WHAT YOU SHOULD DO:
Return the records that follow, matching each one exactly.

DATA FOR THE TASK:
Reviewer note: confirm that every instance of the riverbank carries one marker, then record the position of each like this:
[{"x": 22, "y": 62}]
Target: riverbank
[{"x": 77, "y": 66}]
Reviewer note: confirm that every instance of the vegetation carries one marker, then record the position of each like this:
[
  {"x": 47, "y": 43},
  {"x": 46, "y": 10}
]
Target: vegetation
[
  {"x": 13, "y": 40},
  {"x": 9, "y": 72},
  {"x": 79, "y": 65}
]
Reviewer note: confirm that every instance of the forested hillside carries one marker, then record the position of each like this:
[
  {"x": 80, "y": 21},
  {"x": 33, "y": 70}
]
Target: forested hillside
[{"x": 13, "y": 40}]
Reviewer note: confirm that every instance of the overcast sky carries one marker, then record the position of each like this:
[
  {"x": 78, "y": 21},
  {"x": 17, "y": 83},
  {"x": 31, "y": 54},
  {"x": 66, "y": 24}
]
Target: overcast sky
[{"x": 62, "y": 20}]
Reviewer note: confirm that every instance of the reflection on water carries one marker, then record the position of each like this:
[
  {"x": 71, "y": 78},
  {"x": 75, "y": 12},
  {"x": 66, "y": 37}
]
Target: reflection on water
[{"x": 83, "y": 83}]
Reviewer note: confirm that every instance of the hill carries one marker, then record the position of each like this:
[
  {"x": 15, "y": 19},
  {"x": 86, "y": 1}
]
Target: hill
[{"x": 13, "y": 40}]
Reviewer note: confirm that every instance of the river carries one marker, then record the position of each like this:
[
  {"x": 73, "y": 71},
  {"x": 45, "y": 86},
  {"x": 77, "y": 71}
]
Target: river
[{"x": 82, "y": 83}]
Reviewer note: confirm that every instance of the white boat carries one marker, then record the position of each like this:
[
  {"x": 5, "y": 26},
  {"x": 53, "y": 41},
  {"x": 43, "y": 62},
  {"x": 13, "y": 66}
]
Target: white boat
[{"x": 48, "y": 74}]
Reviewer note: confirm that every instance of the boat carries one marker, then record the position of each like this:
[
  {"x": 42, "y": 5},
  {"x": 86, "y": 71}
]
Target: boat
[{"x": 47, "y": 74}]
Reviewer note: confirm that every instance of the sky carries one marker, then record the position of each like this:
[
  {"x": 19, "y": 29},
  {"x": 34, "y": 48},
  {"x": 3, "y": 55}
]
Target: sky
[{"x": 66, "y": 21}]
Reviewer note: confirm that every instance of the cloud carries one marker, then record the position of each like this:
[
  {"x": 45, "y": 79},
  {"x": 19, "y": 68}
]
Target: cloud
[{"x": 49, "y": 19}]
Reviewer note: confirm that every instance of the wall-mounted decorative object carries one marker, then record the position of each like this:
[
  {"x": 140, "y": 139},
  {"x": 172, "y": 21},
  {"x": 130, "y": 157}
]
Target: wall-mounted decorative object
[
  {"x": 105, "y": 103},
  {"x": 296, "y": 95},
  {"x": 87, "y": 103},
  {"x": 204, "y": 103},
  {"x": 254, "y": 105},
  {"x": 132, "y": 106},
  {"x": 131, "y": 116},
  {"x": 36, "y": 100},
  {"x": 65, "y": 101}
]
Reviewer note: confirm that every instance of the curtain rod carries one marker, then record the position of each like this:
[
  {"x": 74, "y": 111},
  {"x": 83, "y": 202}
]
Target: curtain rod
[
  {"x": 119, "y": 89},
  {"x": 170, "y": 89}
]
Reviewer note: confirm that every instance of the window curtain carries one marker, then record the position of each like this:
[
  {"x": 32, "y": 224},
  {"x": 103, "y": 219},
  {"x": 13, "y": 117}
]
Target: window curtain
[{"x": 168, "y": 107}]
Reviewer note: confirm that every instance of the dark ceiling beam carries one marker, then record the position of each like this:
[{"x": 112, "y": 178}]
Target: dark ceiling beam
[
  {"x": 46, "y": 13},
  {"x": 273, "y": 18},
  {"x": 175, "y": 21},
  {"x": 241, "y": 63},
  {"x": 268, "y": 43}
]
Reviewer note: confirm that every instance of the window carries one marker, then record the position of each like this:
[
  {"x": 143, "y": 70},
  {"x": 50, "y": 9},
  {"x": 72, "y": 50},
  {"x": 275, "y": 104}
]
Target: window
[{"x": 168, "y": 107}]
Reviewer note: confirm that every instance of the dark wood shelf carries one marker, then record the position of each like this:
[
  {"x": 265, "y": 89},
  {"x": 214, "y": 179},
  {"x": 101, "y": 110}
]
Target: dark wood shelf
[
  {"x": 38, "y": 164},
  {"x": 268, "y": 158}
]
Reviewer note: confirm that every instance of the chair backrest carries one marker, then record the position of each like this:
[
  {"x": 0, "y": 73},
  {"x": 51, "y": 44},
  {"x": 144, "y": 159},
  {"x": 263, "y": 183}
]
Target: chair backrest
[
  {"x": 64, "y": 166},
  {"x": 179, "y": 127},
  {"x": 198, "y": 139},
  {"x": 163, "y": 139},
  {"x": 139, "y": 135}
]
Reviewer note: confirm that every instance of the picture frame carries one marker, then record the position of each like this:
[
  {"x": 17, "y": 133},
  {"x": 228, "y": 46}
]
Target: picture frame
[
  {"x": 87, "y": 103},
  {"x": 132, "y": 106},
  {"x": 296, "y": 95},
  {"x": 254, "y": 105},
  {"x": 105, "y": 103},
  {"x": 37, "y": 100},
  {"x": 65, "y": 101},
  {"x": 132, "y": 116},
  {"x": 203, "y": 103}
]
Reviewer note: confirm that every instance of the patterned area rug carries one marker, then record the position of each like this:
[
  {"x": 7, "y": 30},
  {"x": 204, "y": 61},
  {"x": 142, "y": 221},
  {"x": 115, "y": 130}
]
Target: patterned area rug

COMPLETED EXERCISE:
Reviewer note: confirm that every instance of the riverbank carries one marker, then record the position of each like this:
[{"x": 22, "y": 62}]
Target: riverbank
[{"x": 77, "y": 66}]
Reviewer note: confirm that every instance of the vegetation carries one marker, then record the position of each like this:
[
  {"x": 47, "y": 43},
  {"x": 46, "y": 10}
]
Target: vegetation
[
  {"x": 13, "y": 40},
  {"x": 9, "y": 72},
  {"x": 79, "y": 65}
]
Reviewer note: confirm that every instance of the forested hillside carries one marker, then record the position of each like this:
[
  {"x": 80, "y": 21},
  {"x": 33, "y": 70}
]
Target: forested hillside
[{"x": 13, "y": 40}]
Reviewer note: confirm that every instance of the overcast sky carries one marker, then record the position of each like this:
[
  {"x": 78, "y": 21},
  {"x": 17, "y": 83},
  {"x": 31, "y": 54},
  {"x": 66, "y": 24}
]
Target: overcast sky
[{"x": 62, "y": 20}]
Reviewer note: confirm that every instance of the reflection on water carries one marker, then record the position of each like this:
[
  {"x": 71, "y": 78},
  {"x": 75, "y": 12},
  {"x": 66, "y": 37}
]
Target: reflection on water
[{"x": 83, "y": 83}]
Reviewer note: confirm that every instance of the hill carries one marker, then record the position of each like this:
[
  {"x": 15, "y": 19},
  {"x": 86, "y": 1}
]
Target: hill
[{"x": 13, "y": 40}]
Reviewer note: confirm that every instance of the river carries one marker, then record the position of each like this:
[
  {"x": 73, "y": 71},
  {"x": 45, "y": 86},
  {"x": 77, "y": 71}
]
Target: river
[{"x": 82, "y": 83}]
Reviewer note: confirm that every instance of the white boat carries one marker, then record the position of each like this:
[
  {"x": 5, "y": 26},
  {"x": 53, "y": 41},
  {"x": 43, "y": 62},
  {"x": 13, "y": 66}
]
Target: white boat
[{"x": 48, "y": 74}]
Reviewer note: confirm that every instance of the boat carries one marker, then record the position of each like this:
[
  {"x": 42, "y": 5},
  {"x": 86, "y": 71}
]
Target: boat
[{"x": 47, "y": 74}]
Reviewer note: confirm that every instance of the sky carries one marker, then record the position of each like this:
[
  {"x": 19, "y": 29},
  {"x": 34, "y": 48},
  {"x": 3, "y": 55}
]
Target: sky
[{"x": 66, "y": 21}]
Reviewer note: confirm that every instance of the cloud carries one marker, then record the position of each like this:
[
  {"x": 45, "y": 79},
  {"x": 19, "y": 68}
]
Target: cloud
[{"x": 49, "y": 19}]
Reviewer note: confirm that every instance of the wall-mounted decorative object carries one marker, then record the position of each like this:
[
  {"x": 140, "y": 139},
  {"x": 172, "y": 21},
  {"x": 130, "y": 157}
]
Target: wall-mounted decorative object
[
  {"x": 105, "y": 103},
  {"x": 296, "y": 95},
  {"x": 87, "y": 103},
  {"x": 204, "y": 103},
  {"x": 254, "y": 105},
  {"x": 132, "y": 106},
  {"x": 131, "y": 116},
  {"x": 36, "y": 100},
  {"x": 65, "y": 101}
]
Reviewer note: confirm that every instance of the curtain rod carries one marker, then record the position of each like this:
[
  {"x": 74, "y": 111},
  {"x": 83, "y": 202}
]
Target: curtain rod
[
  {"x": 119, "y": 89},
  {"x": 170, "y": 89}
]
Reviewer note: confirm that every instance of the window curtain carries one marker, then record the position of each like this:
[
  {"x": 32, "y": 224},
  {"x": 103, "y": 219},
  {"x": 13, "y": 117}
]
Target: window curtain
[{"x": 168, "y": 107}]
Reviewer note: confirm that every instance of the dark ceiling beam carries one marker, then record the position of each like this:
[{"x": 112, "y": 178}]
Target: dark ceiling beam
[
  {"x": 46, "y": 13},
  {"x": 273, "y": 18},
  {"x": 175, "y": 21},
  {"x": 241, "y": 63},
  {"x": 268, "y": 43}
]
Reviewer note: confirm that every instance of the window carries one marker, then record the position of each like this:
[
  {"x": 143, "y": 70},
  {"x": 50, "y": 9},
  {"x": 72, "y": 50},
  {"x": 275, "y": 104}
]
Target: window
[{"x": 168, "y": 107}]
Reviewer note: confirm that every instance of the dark wood shelf carries one marker, then record the position of each like this:
[
  {"x": 265, "y": 89},
  {"x": 214, "y": 179},
  {"x": 101, "y": 110}
]
Target: dark wood shelf
[
  {"x": 38, "y": 164},
  {"x": 268, "y": 158}
]
Reviewer note: confirm that every instance of the chair backrest carries one marker, then record the position of each like this:
[
  {"x": 0, "y": 73},
  {"x": 51, "y": 44},
  {"x": 144, "y": 159},
  {"x": 263, "y": 183}
]
Target: chair backrest
[
  {"x": 64, "y": 166},
  {"x": 179, "y": 127},
  {"x": 198, "y": 139},
  {"x": 163, "y": 139},
  {"x": 139, "y": 135}
]
Reviewer note: confirm that every instance of the picture frame carries one marker, then record the position of each like this:
[
  {"x": 17, "y": 133},
  {"x": 228, "y": 46}
]
Target: picture frame
[
  {"x": 87, "y": 103},
  {"x": 132, "y": 106},
  {"x": 296, "y": 95},
  {"x": 254, "y": 105},
  {"x": 105, "y": 103},
  {"x": 37, "y": 100},
  {"x": 65, "y": 101},
  {"x": 132, "y": 116},
  {"x": 203, "y": 103}
]
Reviewer note: confirm that every instance of the patterned area rug carries one marker, then record the position of each like this:
[
  {"x": 7, "y": 30},
  {"x": 204, "y": 61},
  {"x": 142, "y": 221},
  {"x": 115, "y": 130}
]
Target: patterned area rug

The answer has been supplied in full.